* [Dataset records]

•••••

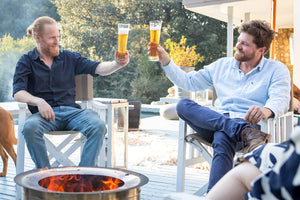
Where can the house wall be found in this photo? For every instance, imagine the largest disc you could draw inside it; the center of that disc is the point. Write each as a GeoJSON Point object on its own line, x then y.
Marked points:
{"type": "Point", "coordinates": [282, 47]}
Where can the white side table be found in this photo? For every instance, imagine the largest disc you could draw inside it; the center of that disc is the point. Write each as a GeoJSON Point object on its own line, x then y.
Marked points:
{"type": "Point", "coordinates": [113, 106]}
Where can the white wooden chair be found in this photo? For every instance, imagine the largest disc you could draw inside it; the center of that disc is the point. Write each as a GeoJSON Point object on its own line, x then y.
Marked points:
{"type": "Point", "coordinates": [60, 154]}
{"type": "Point", "coordinates": [192, 148]}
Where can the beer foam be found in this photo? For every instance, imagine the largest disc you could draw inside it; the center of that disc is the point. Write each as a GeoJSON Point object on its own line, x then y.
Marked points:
{"type": "Point", "coordinates": [155, 28]}
{"type": "Point", "coordinates": [123, 31]}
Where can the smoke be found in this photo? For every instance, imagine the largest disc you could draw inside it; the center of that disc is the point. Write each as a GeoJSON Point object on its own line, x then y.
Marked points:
{"type": "Point", "coordinates": [10, 52]}
{"type": "Point", "coordinates": [7, 64]}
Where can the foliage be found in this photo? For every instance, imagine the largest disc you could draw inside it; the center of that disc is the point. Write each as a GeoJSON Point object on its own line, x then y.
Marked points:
{"type": "Point", "coordinates": [10, 51]}
{"type": "Point", "coordinates": [90, 28]}
{"type": "Point", "coordinates": [181, 54]}
{"type": "Point", "coordinates": [17, 15]}
{"type": "Point", "coordinates": [150, 83]}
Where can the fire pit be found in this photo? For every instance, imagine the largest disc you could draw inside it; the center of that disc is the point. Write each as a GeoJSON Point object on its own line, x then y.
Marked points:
{"type": "Point", "coordinates": [76, 183]}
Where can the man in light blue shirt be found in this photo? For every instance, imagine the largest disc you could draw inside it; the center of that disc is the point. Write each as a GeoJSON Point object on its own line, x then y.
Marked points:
{"type": "Point", "coordinates": [249, 88]}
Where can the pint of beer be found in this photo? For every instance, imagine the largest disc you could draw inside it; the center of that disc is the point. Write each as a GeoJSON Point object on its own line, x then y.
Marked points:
{"type": "Point", "coordinates": [155, 27]}
{"type": "Point", "coordinates": [123, 30]}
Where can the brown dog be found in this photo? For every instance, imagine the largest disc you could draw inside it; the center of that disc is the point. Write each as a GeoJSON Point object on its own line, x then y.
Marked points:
{"type": "Point", "coordinates": [7, 139]}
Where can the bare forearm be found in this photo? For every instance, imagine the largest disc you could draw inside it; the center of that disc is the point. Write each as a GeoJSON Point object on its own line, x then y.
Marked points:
{"type": "Point", "coordinates": [24, 96]}
{"type": "Point", "coordinates": [107, 68]}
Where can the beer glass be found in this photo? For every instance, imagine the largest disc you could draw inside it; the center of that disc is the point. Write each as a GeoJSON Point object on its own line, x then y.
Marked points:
{"type": "Point", "coordinates": [123, 30]}
{"type": "Point", "coordinates": [155, 27]}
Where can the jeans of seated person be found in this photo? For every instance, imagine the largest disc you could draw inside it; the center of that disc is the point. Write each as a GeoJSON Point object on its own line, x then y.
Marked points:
{"type": "Point", "coordinates": [67, 118]}
{"type": "Point", "coordinates": [219, 130]}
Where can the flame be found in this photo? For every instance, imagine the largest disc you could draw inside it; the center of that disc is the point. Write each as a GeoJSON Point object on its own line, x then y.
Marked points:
{"type": "Point", "coordinates": [80, 183]}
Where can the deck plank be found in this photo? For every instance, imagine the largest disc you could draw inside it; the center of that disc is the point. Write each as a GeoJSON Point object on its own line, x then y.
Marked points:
{"type": "Point", "coordinates": [162, 180]}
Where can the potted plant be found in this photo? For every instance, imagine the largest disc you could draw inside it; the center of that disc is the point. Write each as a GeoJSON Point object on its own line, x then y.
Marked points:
{"type": "Point", "coordinates": [184, 56]}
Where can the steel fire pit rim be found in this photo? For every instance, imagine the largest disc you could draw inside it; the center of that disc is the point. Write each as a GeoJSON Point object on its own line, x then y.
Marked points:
{"type": "Point", "coordinates": [22, 178]}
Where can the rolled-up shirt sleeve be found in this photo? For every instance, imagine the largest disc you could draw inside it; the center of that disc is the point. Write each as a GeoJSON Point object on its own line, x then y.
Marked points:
{"type": "Point", "coordinates": [21, 76]}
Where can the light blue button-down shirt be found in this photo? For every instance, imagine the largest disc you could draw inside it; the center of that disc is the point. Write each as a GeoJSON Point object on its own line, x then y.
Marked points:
{"type": "Point", "coordinates": [267, 85]}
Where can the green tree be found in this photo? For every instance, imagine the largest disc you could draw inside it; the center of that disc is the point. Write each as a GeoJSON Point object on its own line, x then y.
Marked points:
{"type": "Point", "coordinates": [17, 15]}
{"type": "Point", "coordinates": [10, 52]}
{"type": "Point", "coordinates": [150, 83]}
{"type": "Point", "coordinates": [90, 28]}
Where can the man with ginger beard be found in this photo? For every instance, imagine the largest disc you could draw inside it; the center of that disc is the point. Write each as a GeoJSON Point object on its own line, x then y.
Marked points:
{"type": "Point", "coordinates": [249, 88]}
{"type": "Point", "coordinates": [45, 80]}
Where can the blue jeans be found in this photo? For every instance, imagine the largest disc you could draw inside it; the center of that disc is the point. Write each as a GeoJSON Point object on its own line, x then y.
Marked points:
{"type": "Point", "coordinates": [218, 129]}
{"type": "Point", "coordinates": [67, 118]}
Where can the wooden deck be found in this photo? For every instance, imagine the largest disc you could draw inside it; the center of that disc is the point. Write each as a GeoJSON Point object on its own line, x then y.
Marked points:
{"type": "Point", "coordinates": [162, 180]}
{"type": "Point", "coordinates": [156, 134]}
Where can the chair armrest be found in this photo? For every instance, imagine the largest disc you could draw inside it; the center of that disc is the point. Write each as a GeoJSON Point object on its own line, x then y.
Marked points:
{"type": "Point", "coordinates": [281, 128]}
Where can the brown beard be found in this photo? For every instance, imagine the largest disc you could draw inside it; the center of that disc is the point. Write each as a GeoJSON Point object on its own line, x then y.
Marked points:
{"type": "Point", "coordinates": [239, 56]}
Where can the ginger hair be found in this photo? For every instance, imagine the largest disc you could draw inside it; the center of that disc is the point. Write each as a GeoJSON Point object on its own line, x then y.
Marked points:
{"type": "Point", "coordinates": [37, 27]}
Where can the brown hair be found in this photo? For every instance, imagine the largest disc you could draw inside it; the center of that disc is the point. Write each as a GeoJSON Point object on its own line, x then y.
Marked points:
{"type": "Point", "coordinates": [261, 31]}
{"type": "Point", "coordinates": [37, 26]}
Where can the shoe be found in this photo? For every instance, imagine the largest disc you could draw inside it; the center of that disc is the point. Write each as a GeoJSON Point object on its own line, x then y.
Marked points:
{"type": "Point", "coordinates": [253, 138]}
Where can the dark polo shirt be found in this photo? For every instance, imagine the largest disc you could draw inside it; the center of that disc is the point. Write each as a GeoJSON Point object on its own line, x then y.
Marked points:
{"type": "Point", "coordinates": [55, 85]}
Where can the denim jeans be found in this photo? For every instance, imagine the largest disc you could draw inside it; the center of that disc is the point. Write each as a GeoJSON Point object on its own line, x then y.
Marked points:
{"type": "Point", "coordinates": [218, 129]}
{"type": "Point", "coordinates": [67, 118]}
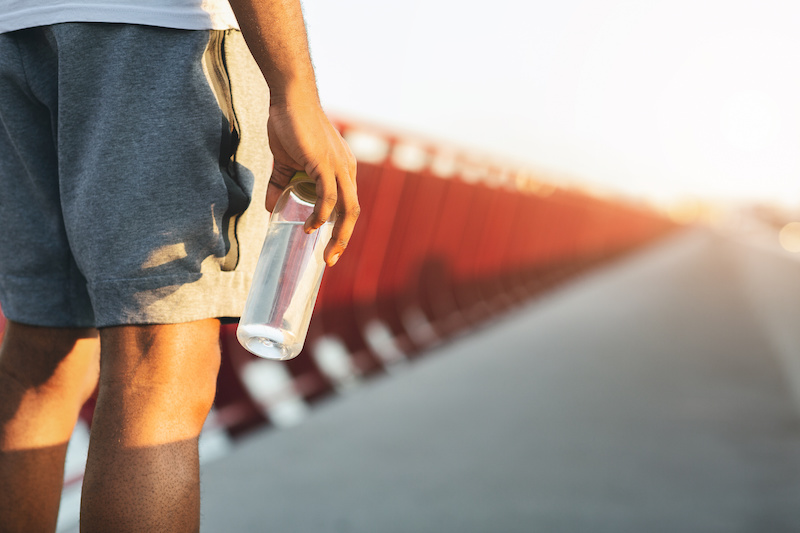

•••••

* [GIVEN INSTRUCTION] Gather every line in the data above that contains the string "jeans", and copy each one in full.

* [SOLUTION TO THE PROBLEM]
Where can the jeans of seated person be found in this photo? For every instance, imagine the largest disc you could draw inside it; the center of that disc is the point. Write each as a GeoJSON Point object on its own line, x then y.
Where can the blue jeans be found in this photo? For every instance, imagine the largest disc you could draw inside it; the center of that disc is the point. Write each as a GeoJSON Point object on its own line, x then y.
Where can the denim jeans be found in this photo? For every instance, imagine the largest disc you could draw inside it; the center of that disc is the point. Write each as a GeoJSON Point object on its own line, x then y.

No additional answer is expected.